[Entries taken from a collection]

*** Begin section ***

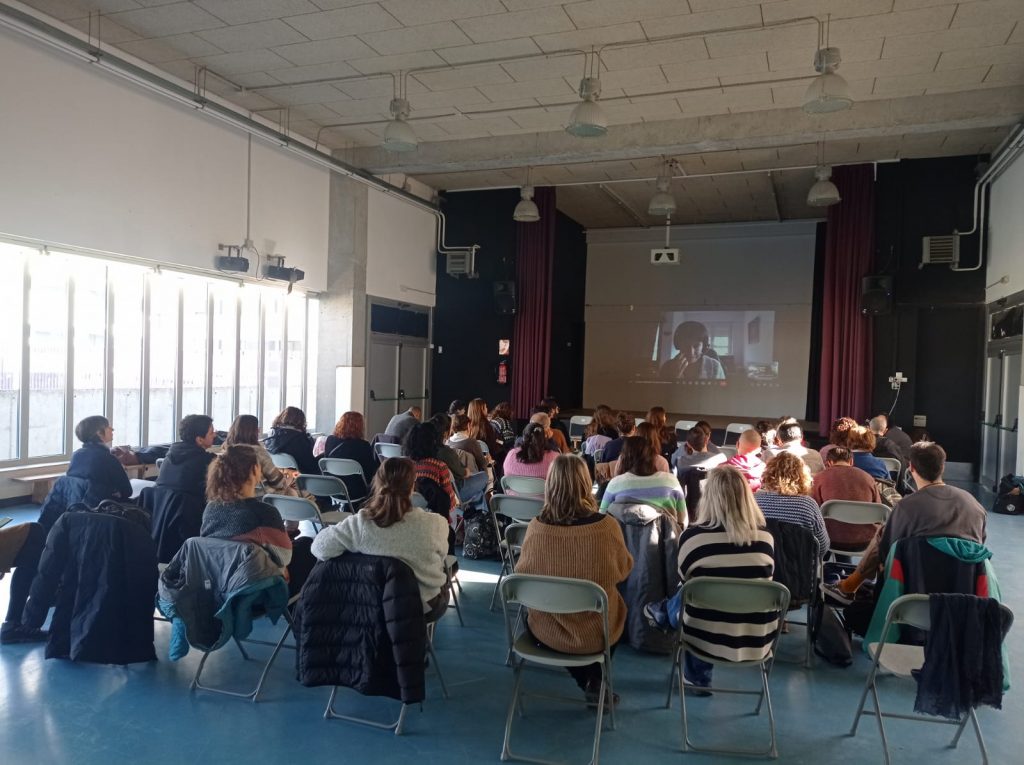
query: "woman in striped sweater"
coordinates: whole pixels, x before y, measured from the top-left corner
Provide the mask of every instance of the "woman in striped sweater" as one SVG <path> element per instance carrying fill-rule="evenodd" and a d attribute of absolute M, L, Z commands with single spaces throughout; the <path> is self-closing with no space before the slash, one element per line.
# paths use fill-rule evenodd
<path fill-rule="evenodd" d="M 679 544 L 679 577 L 685 583 L 701 576 L 770 580 L 775 569 L 773 540 L 764 515 L 743 474 L 722 465 L 708 473 L 698 507 L 697 523 L 683 532 Z M 681 593 L 648 603 L 644 615 L 655 627 L 679 626 Z M 703 653 L 727 661 L 758 661 L 771 648 L 779 628 L 778 614 L 724 614 L 686 607 L 683 633 Z M 683 675 L 688 685 L 711 685 L 710 662 L 687 652 Z M 700 693 L 700 695 L 704 695 Z"/>
<path fill-rule="evenodd" d="M 622 472 L 608 482 L 601 498 L 601 512 L 615 502 L 638 502 L 674 514 L 685 528 L 686 500 L 679 479 L 658 470 L 657 459 L 663 458 L 646 438 L 630 436 L 623 441 L 619 457 Z"/>
<path fill-rule="evenodd" d="M 811 499 L 811 469 L 790 452 L 780 452 L 764 469 L 761 488 L 754 493 L 765 518 L 808 529 L 818 541 L 818 557 L 828 552 L 828 531 L 818 503 Z"/>
<path fill-rule="evenodd" d="M 259 545 L 281 566 L 295 595 L 316 563 L 309 549 L 312 540 L 288 536 L 281 514 L 256 497 L 262 480 L 256 452 L 247 446 L 229 446 L 217 455 L 206 474 L 207 505 L 199 536 Z"/>

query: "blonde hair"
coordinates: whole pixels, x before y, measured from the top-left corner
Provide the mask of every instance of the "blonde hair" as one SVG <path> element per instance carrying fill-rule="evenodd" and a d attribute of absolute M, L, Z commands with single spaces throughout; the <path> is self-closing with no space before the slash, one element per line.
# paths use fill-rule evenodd
<path fill-rule="evenodd" d="M 555 526 L 568 526 L 577 518 L 597 512 L 594 484 L 587 464 L 573 454 L 555 457 L 544 483 L 544 509 L 540 519 Z"/>
<path fill-rule="evenodd" d="M 851 452 L 873 452 L 877 446 L 875 434 L 858 425 L 846 434 L 846 448 Z"/>
<path fill-rule="evenodd" d="M 754 501 L 747 479 L 731 465 L 708 473 L 697 505 L 697 525 L 721 527 L 734 545 L 746 547 L 757 540 L 764 528 L 764 513 Z"/>
<path fill-rule="evenodd" d="M 811 469 L 795 454 L 780 452 L 764 469 L 764 475 L 761 476 L 761 488 L 784 494 L 787 497 L 809 495 L 811 493 Z"/>

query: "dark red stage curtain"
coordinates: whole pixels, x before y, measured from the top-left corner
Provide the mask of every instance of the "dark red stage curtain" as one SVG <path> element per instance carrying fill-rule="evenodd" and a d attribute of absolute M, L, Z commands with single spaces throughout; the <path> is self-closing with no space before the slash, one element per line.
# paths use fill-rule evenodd
<path fill-rule="evenodd" d="M 871 408 L 871 319 L 860 312 L 861 279 L 875 251 L 875 182 L 871 165 L 835 169 L 842 201 L 828 208 L 821 327 L 821 435 L 832 420 L 863 421 Z"/>
<path fill-rule="evenodd" d="M 527 417 L 548 387 L 551 271 L 555 262 L 555 189 L 534 192 L 536 223 L 516 224 L 516 322 L 512 333 L 512 410 Z"/>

*** End section ***

• [Exercise aim]
Lines in the entries above that hold "curtain" should be counted; give only that count.

• [Solution to the problem]
2